• _The problem_
Count the lines in the material below that contain the string "sticker", matching case exactly. Reply with the number alone.

• _Data supplied_
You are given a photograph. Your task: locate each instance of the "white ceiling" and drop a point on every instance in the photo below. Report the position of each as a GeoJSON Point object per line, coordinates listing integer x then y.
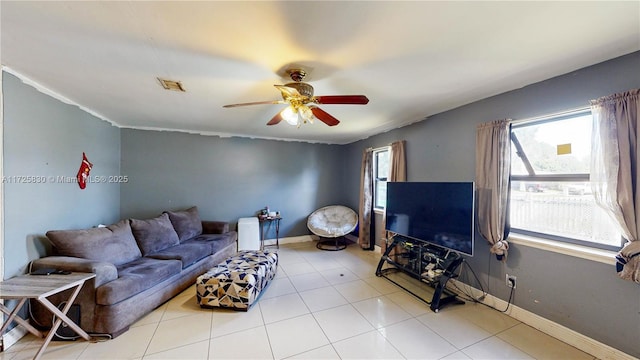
{"type": "Point", "coordinates": [412, 59]}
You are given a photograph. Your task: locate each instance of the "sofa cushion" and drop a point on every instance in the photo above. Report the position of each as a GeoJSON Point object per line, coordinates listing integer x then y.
{"type": "Point", "coordinates": [135, 277]}
{"type": "Point", "coordinates": [153, 235]}
{"type": "Point", "coordinates": [216, 242]}
{"type": "Point", "coordinates": [187, 223]}
{"type": "Point", "coordinates": [114, 244]}
{"type": "Point", "coordinates": [188, 253]}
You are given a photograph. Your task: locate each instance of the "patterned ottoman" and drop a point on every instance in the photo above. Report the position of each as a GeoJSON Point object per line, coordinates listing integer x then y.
{"type": "Point", "coordinates": [237, 282]}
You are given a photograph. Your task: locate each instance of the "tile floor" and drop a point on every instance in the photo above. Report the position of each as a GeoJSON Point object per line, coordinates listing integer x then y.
{"type": "Point", "coordinates": [321, 305]}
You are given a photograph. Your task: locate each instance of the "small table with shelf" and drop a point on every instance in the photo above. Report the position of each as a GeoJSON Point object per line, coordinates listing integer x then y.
{"type": "Point", "coordinates": [39, 287]}
{"type": "Point", "coordinates": [266, 222]}
{"type": "Point", "coordinates": [428, 263]}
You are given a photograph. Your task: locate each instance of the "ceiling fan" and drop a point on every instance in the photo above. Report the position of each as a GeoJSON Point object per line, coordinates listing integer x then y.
{"type": "Point", "coordinates": [302, 104]}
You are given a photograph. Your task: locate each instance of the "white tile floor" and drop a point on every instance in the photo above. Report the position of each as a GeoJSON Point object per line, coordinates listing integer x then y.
{"type": "Point", "coordinates": [321, 305]}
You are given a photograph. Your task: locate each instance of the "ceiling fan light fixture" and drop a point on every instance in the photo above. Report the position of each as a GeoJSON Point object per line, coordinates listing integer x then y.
{"type": "Point", "coordinates": [290, 115]}
{"type": "Point", "coordinates": [305, 113]}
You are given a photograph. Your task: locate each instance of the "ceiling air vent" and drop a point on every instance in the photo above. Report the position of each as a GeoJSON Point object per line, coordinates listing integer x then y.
{"type": "Point", "coordinates": [171, 85]}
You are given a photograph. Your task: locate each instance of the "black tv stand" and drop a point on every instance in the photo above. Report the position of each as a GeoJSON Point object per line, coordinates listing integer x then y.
{"type": "Point", "coordinates": [428, 263]}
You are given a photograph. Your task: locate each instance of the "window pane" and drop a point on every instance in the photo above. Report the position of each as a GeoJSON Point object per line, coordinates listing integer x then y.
{"type": "Point", "coordinates": [382, 161]}
{"type": "Point", "coordinates": [381, 172]}
{"type": "Point", "coordinates": [565, 209]}
{"type": "Point", "coordinates": [381, 194]}
{"type": "Point", "coordinates": [557, 147]}
{"type": "Point", "coordinates": [552, 197]}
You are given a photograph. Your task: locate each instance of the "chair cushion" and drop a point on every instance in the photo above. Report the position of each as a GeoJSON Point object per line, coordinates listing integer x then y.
{"type": "Point", "coordinates": [187, 223]}
{"type": "Point", "coordinates": [188, 253]}
{"type": "Point", "coordinates": [136, 277]}
{"type": "Point", "coordinates": [113, 244]}
{"type": "Point", "coordinates": [153, 235]}
{"type": "Point", "coordinates": [216, 242]}
{"type": "Point", "coordinates": [332, 221]}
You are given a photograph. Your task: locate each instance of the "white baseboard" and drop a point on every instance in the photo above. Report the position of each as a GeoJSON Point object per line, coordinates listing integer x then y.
{"type": "Point", "coordinates": [560, 332]}
{"type": "Point", "coordinates": [12, 337]}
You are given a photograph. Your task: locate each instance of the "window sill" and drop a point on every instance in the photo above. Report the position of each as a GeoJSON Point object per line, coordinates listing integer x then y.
{"type": "Point", "coordinates": [583, 252]}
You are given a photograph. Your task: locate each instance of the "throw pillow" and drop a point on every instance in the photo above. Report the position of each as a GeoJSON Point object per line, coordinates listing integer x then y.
{"type": "Point", "coordinates": [114, 243]}
{"type": "Point", "coordinates": [153, 235]}
{"type": "Point", "coordinates": [187, 223]}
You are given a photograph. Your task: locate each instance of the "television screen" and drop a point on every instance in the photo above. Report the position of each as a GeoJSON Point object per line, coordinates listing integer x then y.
{"type": "Point", "coordinates": [440, 213]}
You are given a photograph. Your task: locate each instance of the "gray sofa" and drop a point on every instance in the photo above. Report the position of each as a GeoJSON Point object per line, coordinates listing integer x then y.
{"type": "Point", "coordinates": [139, 264]}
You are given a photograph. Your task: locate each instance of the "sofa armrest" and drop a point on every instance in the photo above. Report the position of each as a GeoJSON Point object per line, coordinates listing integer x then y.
{"type": "Point", "coordinates": [104, 271]}
{"type": "Point", "coordinates": [215, 227]}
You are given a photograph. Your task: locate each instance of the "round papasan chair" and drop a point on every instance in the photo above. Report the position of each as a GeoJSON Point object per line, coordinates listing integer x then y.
{"type": "Point", "coordinates": [332, 222]}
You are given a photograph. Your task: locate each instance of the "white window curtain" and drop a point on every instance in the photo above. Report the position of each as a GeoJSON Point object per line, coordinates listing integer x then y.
{"type": "Point", "coordinates": [493, 166]}
{"type": "Point", "coordinates": [397, 172]}
{"type": "Point", "coordinates": [614, 171]}
{"type": "Point", "coordinates": [366, 200]}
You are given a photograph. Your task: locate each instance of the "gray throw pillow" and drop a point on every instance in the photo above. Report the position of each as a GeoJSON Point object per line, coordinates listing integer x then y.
{"type": "Point", "coordinates": [153, 235]}
{"type": "Point", "coordinates": [114, 244]}
{"type": "Point", "coordinates": [187, 223]}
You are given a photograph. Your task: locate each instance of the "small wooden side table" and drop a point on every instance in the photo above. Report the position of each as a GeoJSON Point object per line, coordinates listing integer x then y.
{"type": "Point", "coordinates": [267, 222]}
{"type": "Point", "coordinates": [39, 287]}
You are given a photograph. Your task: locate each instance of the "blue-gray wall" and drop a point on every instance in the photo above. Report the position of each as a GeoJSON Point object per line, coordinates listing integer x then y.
{"type": "Point", "coordinates": [228, 178]}
{"type": "Point", "coordinates": [583, 295]}
{"type": "Point", "coordinates": [44, 137]}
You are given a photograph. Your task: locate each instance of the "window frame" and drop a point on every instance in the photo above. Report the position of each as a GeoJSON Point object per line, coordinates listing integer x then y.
{"type": "Point", "coordinates": [545, 178]}
{"type": "Point", "coordinates": [377, 178]}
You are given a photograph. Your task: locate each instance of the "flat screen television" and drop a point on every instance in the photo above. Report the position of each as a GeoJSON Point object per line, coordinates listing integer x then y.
{"type": "Point", "coordinates": [440, 213]}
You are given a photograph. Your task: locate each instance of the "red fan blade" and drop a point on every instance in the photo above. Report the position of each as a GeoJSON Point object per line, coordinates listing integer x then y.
{"type": "Point", "coordinates": [275, 120]}
{"type": "Point", "coordinates": [324, 116]}
{"type": "Point", "coordinates": [287, 91]}
{"type": "Point", "coordinates": [342, 99]}
{"type": "Point", "coordinates": [256, 103]}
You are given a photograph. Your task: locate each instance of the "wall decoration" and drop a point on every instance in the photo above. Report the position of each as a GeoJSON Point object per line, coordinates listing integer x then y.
{"type": "Point", "coordinates": [83, 172]}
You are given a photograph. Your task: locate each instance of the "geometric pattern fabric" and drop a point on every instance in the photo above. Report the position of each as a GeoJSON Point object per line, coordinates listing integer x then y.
{"type": "Point", "coordinates": [237, 282]}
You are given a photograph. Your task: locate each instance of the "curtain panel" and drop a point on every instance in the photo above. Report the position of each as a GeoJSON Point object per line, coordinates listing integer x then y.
{"type": "Point", "coordinates": [366, 200]}
{"type": "Point", "coordinates": [614, 171]}
{"type": "Point", "coordinates": [397, 172]}
{"type": "Point", "coordinates": [493, 166]}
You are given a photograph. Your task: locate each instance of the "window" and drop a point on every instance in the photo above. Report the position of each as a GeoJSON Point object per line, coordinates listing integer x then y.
{"type": "Point", "coordinates": [380, 176]}
{"type": "Point", "coordinates": [550, 191]}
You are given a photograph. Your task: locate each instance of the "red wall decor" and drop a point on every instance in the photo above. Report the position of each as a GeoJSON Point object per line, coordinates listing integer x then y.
{"type": "Point", "coordinates": [83, 172]}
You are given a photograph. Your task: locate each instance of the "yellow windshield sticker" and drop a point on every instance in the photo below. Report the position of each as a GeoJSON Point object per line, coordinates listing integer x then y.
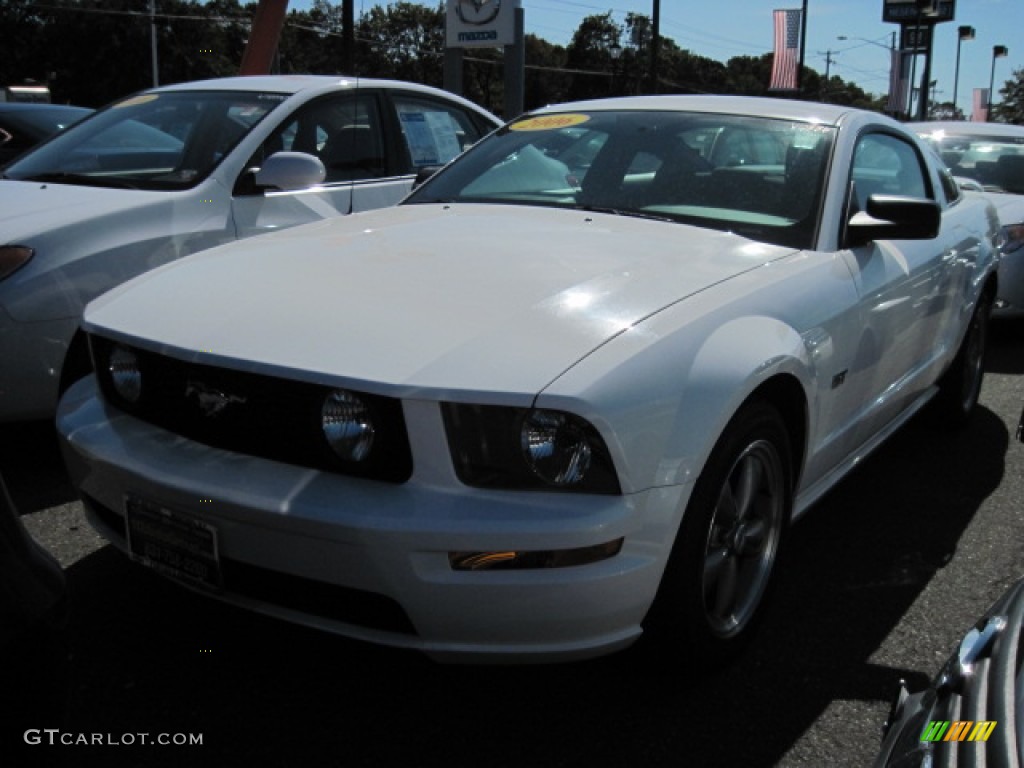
{"type": "Point", "coordinates": [549, 122]}
{"type": "Point", "coordinates": [136, 100]}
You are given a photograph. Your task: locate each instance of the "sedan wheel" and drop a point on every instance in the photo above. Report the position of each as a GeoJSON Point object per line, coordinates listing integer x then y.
{"type": "Point", "coordinates": [961, 385]}
{"type": "Point", "coordinates": [729, 542]}
{"type": "Point", "coordinates": [743, 538]}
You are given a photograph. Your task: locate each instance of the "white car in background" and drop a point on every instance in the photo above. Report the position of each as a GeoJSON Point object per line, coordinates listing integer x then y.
{"type": "Point", "coordinates": [576, 385]}
{"type": "Point", "coordinates": [181, 168]}
{"type": "Point", "coordinates": [989, 157]}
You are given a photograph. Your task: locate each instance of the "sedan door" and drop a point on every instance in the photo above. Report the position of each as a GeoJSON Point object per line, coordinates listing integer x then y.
{"type": "Point", "coordinates": [905, 287]}
{"type": "Point", "coordinates": [371, 142]}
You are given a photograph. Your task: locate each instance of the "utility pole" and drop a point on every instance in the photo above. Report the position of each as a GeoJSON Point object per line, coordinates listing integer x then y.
{"type": "Point", "coordinates": [828, 64]}
{"type": "Point", "coordinates": [803, 46]}
{"type": "Point", "coordinates": [348, 37]}
{"type": "Point", "coordinates": [655, 45]}
{"type": "Point", "coordinates": [153, 43]}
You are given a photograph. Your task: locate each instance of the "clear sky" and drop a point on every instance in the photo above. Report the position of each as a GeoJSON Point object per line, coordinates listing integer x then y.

• _Exercise answer_
1